The integration of C2f-RFAConv, CCFM, and ELA follows the hierarchical feature processing mechanism of YOLOv10n. C2f-RFAConv focuses on backbone feature extraction, CCFM focuses on neck feature fusion, and ELA focuses on feature refinement before prediction. Therefore, the three modules correspond to different stages of the detection pipeline rather than repeatedly enhancing the same feature representation. Through this stage-specific design, RFE-YOLO achieves complementary optimization in feature extraction, feature fusion, and feature refinement while maintaining low parameter count and computational complexity.

The overall structure of RFE-YOLO is shown in Figure 7. Compared with the original YOLOv10n structure shown in Figure 1, the proposed RFE-YOLO mainly differs in three parts. First, several original C2f modules in the backbone are replaced by C2f-RFAConv modules to enhance receptive-field-aware local detail feature extraction. Second, the original neck structure is redesigned using CCFM, which performs multiscale feature fusion through top-down and bottom-up feature interaction with Conv, C2f, SCDown, and C2fCIB components. Third, ELA is inserted before the detection head to refine the fused features and enhance defect-related spatial responses before prediction. The detection head then outputs the predicted defect categories and bounding boxes. Therefore, Figure 7 highlights the modified backbone, redesigned neck, and added feature refinement module of RFE-YOLO, rather than simply repeating the original YOLOv10n architecture.

- _Exercise prompt_
From the RFE-YOLO passage, extract the span starting at "The integration of" and ending at "and computational complexity.", copied word for word.

Coordinate annotation listing

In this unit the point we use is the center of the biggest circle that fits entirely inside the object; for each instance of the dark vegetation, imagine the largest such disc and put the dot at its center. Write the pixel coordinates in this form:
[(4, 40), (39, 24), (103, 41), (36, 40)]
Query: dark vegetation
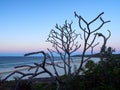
[(104, 75)]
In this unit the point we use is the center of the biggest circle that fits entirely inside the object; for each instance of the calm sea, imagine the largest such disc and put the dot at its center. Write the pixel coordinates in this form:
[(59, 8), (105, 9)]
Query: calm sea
[(7, 64)]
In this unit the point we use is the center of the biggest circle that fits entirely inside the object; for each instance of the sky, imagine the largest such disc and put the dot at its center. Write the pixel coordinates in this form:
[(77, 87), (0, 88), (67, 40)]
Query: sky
[(26, 24)]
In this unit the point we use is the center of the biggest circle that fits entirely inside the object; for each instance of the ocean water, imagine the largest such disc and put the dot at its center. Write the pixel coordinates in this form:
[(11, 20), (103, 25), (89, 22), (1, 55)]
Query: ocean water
[(7, 65), (11, 62)]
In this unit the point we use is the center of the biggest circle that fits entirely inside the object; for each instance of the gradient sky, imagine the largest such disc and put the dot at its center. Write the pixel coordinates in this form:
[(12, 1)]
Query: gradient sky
[(25, 24)]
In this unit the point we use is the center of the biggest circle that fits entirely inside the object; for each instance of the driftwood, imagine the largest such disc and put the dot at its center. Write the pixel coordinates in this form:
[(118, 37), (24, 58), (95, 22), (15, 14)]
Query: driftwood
[(65, 43)]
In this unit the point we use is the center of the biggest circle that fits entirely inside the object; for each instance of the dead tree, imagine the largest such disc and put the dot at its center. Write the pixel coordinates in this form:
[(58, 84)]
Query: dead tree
[(64, 41), (36, 66), (103, 50), (88, 33)]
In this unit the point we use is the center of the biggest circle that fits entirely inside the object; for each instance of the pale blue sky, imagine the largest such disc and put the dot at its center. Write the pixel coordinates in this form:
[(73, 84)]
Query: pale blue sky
[(25, 24)]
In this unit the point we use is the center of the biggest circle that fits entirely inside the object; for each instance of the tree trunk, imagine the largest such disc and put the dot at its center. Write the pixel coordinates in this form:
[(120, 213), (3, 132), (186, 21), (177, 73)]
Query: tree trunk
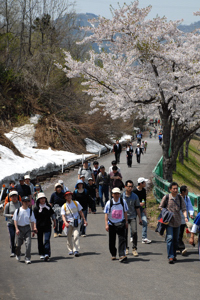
[(181, 155), (187, 146)]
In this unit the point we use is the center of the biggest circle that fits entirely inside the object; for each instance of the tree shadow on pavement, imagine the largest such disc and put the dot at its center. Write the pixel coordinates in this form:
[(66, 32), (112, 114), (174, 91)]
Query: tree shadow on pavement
[(96, 234), (89, 253), (149, 253)]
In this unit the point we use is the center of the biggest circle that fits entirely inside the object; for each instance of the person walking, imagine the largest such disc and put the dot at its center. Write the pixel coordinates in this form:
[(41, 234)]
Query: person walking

- _Complete answer_
The integration of C2f-RFAConv, CCFM, and ELA follows the hierarchical feature processing mechanism of YOLOv10n. C2f-RFAConv focuses on backbone feature extraction, CCFM focuses on neck feature fusion, and ELA focuses on feature refinement before prediction. Therefore, the three modules correspond to different stages of the detection pipeline rather than repeatedly enhancing the same feature representation. Through this stage-specific design, RFE-YOLO achieves complementary optimization in feature extraction, feature fusion, and feature refinement while maintaining low parameter count and computational complexity.